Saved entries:
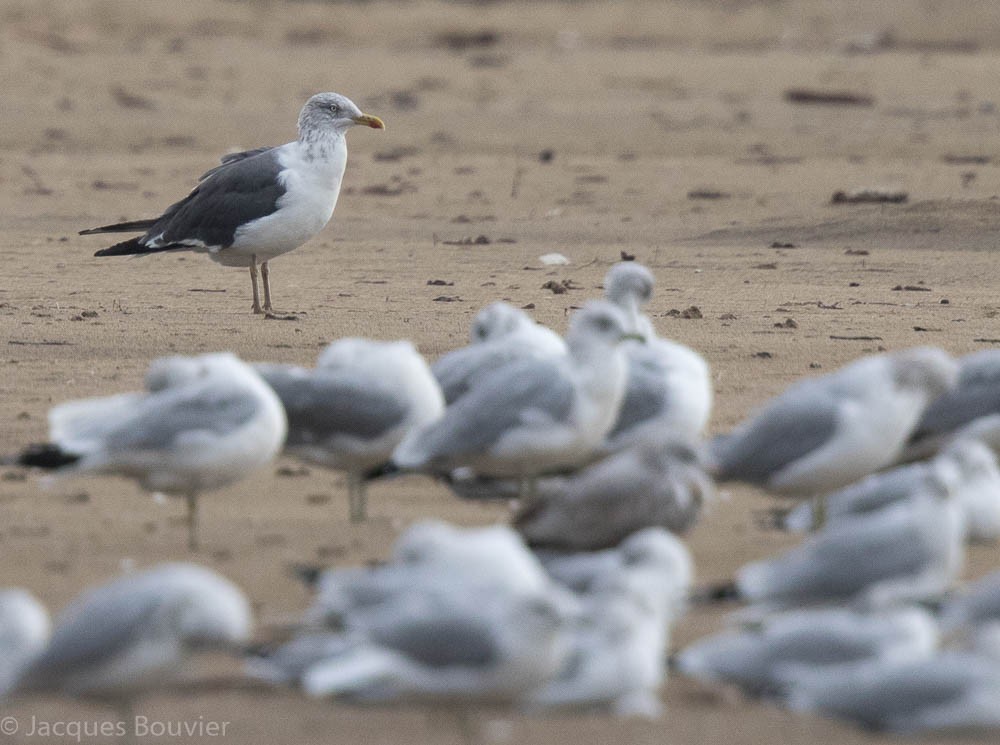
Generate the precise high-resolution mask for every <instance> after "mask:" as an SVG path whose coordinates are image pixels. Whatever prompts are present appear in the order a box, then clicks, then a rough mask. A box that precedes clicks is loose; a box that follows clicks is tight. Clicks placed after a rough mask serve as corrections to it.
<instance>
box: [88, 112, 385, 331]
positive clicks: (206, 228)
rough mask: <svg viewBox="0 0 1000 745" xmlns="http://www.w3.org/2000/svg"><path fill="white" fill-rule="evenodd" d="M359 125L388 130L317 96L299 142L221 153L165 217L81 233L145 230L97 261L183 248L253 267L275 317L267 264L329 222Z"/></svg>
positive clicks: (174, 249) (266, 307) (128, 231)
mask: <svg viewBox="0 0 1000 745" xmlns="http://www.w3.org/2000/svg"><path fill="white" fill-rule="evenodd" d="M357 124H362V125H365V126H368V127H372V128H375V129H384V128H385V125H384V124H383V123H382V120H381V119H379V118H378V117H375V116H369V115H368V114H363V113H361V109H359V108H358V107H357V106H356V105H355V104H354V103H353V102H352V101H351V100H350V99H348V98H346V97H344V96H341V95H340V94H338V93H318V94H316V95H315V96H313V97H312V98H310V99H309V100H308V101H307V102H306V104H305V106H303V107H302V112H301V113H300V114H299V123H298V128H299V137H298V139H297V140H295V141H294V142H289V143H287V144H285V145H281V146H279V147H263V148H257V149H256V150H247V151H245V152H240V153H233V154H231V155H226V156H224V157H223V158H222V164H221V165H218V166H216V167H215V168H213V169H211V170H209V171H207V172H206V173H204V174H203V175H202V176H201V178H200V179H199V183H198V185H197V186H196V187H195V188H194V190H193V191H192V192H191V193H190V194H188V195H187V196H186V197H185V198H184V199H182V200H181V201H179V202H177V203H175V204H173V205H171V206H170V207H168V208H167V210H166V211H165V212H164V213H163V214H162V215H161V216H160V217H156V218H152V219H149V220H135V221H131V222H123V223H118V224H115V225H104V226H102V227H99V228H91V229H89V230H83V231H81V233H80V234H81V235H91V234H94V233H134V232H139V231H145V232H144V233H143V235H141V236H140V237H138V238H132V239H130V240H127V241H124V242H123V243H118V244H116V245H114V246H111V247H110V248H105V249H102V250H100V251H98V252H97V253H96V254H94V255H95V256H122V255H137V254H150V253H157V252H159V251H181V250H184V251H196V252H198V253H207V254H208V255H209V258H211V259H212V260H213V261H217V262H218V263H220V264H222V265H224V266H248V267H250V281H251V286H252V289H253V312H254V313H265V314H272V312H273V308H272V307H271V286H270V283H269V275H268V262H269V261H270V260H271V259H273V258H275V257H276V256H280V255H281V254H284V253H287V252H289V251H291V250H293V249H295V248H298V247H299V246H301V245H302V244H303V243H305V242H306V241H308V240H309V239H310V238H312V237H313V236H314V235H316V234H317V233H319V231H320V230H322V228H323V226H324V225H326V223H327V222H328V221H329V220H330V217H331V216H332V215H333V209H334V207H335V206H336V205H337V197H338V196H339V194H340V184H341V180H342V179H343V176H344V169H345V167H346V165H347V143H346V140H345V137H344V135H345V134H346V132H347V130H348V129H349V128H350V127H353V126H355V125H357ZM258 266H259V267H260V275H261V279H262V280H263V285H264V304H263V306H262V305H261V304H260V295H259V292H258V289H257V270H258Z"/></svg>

[Try it]
Can you return every line of the data above word for word, leaving the pictures out of your answer?

[Exercise response]
Generate the precise high-resolution mask for every <instance> after "mask:" as an SVG path whose coordinates are image pixels. Whatever prompts are present appear in the order a box, then clicks, then a rough mask. A box that precedes clicks is loose; a box that follows clicks is tight. Clicks placed after a rough mask serve as corrections to it.
<instance>
box: [88, 112, 385, 331]
positive clicks: (206, 228)
rough mask: <svg viewBox="0 0 1000 745" xmlns="http://www.w3.org/2000/svg"><path fill="white" fill-rule="evenodd" d="M359 125L388 130L317 96L299 142L221 153L165 217L81 233L145 230L97 261L183 248L253 267L275 317L267 264L329 222Z"/></svg>
positive clicks: (174, 249) (266, 307) (128, 231)
mask: <svg viewBox="0 0 1000 745" xmlns="http://www.w3.org/2000/svg"><path fill="white" fill-rule="evenodd" d="M357 124H362V125H365V126H368V127H372V128H375V129H384V128H385V125H384V124H383V123H382V120H381V119H379V118H378V117H375V116H369V115H368V114H363V113H361V109H359V108H358V107H357V106H356V105H355V104H354V103H353V102H352V101H351V100H350V99H348V98H346V97H344V96H341V95H340V94H338V93H318V94H316V95H315V96H313V97H312V98H310V99H309V100H308V101H307V102H306V104H305V106H303V107H302V112H301V113H300V114H299V123H298V128H299V137H298V139H297V140H295V141H294V142H289V143H287V144H285V145H281V146H279V147H263V148H257V149H256V150H247V151H245V152H240V153H233V154H231V155H226V156H224V157H223V158H222V164H221V165H218V166H216V167H215V168H213V169H211V170H209V171H207V172H206V173H204V174H203V175H202V176H201V178H200V179H199V183H198V185H197V186H196V187H195V188H194V190H193V191H192V192H191V193H190V194H188V195H187V196H186V197H185V198H184V199H182V200H181V201H179V202H177V203H175V204H173V205H171V206H170V207H168V208H167V210H166V211H165V212H164V213H163V214H162V215H161V216H160V217H156V218H152V219H149V220H135V221H131V222H123V223H118V224H115V225H104V226H102V227H99V228H91V229H89V230H83V231H81V233H80V234H81V235H91V234H94V233H134V232H139V231H145V232H144V233H143V235H141V236H140V237H138V238H132V239H130V240H127V241H124V242H123V243H118V244H116V245H114V246H111V247H110V248H105V249H102V250H100V251H98V252H97V253H96V254H94V255H95V256H122V255H137V254H150V253H157V252H159V251H181V250H184V251H196V252H198V253H207V254H208V255H209V258H211V259H212V260H213V261H217V262H218V263H220V264H222V265H224V266H248V267H250V281H251V286H252V289H253V312H254V313H265V314H272V312H273V308H272V307H271V286H270V283H269V275H268V262H269V261H270V260H271V259H273V258H275V257H276V256H280V255H281V254H284V253H287V252H289V251H291V250H293V249H295V248H298V247H299V246H301V245H302V244H303V243H305V242H306V241H308V240H309V239H310V238H312V237H313V236H314V235H316V234H317V233H319V231H320V230H322V228H323V226H324V225H326V223H327V222H328V221H329V220H330V217H331V216H332V215H333V209H334V207H335V206H336V205H337V197H338V196H339V194H340V184H341V180H342V179H343V176H344V169H345V167H346V165H347V143H346V140H345V137H344V135H345V134H346V132H347V130H348V129H349V128H350V127H353V126H355V125H357ZM258 266H259V267H260V275H261V279H262V280H263V285H264V304H263V306H262V305H261V304H260V295H259V292H258V289H257V270H258Z"/></svg>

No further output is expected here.